◆ Directions ◆
1 - Repeat word for word the part of the hospitality essay that begins with "My grandmother breathes" and ends after "in the home.".
2 - Carry on the essay about hospitality from its final sentence.

◆ Extracted text ◆
An introduction to hospitality

by Elizabeth Biedrzycki on July 16, 2015 in Uncategorized

My grandmother breathes hospitality in and out all day long. Preparing and serving food for others gives her purpose and happiness. She brings people together, no matter their background, around a common table. I have and continue to learn a lot from her. She inspires me to wonder, dream and imagine what hospitality is and why I, and people in general, struggle with the concept.

In his book "Reaching Out", Henri J.M. Nouwen says, "Hospitality means primarily the creation of free space where the stranger can enter and become a friend instead of an enemy. Hospitality is not to change people, but to offer them space where change can take place. It is not to bring men and women over to our side, but to offer freedom not disturbed by dividing lines." By this definition, hospitality can take place anywhere, not just in the home.

If hospitality is leaving room to grow and explore, to love first and not judge; then what would it look like to be hospitable in every area of life? What would hospitality in the workplace look like? Or in your marriage? Or in a mere conversation?

I have had numerous conversations with people who are not Christian who have said, in some shape or form, churches have not left space for them to know and understand Jesus. While difficult to hear, it may be worth taking note of and asking: Am I a hospitable host of God's Kingdom? What room am I leaving for people to discover Jesus? What does that even look like?

[Source records]
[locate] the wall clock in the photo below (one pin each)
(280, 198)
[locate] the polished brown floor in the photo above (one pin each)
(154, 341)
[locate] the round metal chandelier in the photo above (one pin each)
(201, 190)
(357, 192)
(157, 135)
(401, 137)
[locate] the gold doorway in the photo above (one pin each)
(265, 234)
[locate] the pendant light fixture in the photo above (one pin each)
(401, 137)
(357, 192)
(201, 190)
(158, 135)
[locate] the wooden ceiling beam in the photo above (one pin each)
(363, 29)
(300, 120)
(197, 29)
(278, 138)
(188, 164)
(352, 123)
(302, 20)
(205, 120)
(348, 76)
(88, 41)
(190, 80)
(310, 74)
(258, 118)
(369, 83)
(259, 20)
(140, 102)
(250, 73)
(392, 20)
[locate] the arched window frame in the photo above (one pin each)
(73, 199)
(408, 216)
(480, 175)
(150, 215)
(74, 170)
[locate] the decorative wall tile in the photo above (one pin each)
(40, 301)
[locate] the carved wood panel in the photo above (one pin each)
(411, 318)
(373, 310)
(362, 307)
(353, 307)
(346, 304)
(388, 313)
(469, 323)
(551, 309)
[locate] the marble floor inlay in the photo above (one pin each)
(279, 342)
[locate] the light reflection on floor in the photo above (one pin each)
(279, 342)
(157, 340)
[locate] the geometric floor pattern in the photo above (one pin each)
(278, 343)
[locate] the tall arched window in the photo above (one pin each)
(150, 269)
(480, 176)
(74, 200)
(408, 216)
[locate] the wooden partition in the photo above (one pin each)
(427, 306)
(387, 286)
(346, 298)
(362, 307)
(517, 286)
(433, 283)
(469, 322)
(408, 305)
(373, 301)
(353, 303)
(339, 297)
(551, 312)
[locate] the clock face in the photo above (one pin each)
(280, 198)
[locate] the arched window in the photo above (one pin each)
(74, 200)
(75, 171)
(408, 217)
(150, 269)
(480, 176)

◆ Answer section ◆
1 -
My grandmother breathes hospitality in and out all day long. Preparing and serving food for others gives her purpose and happiness. She brings people together, no matter their background, around a common table. I have and continue to learn a lot from her. She inspires me to wonder, dream and imagine what hospitality is and why I, and people in general, struggle with the concept.

In his book "Reaching Out", Henri J.M. Nouwen says, "Hospitality means primarily the creation of free space where the stranger can enter and become a friend instead of an enemy. Hospitality is not to change people, but to offer them space where change can take place. It is not to bring men and women over to our side, but to offer freedom not disturbed by dividing lines." By this definition, hospitality can take place anywhere, not just in the home.

2 -
Jesus is the ultimate example of hospitality lived out. He asked a group of men to leave their careers and families in order to follow Him. They had no idea who this guy was or what they were in for. But Jesus allowed them to belong to a group of disciples before they believed. For one follower in particular, it even took putting his hands in Jesus' nail-pierced hands to decide to believe. Jesus left space for discovery. Do we?

What would the church look like if we allowed people to belong before they believed? What if the church had just as many people on a journey to believe in Jesus as they do believers? How would the church respond to a staunch atheist being an active participant of their congregation? Maybe it would be chaos. But maybe, just maybe, it could be divine. This has been an interesting concept for me to think on. I hope you will too.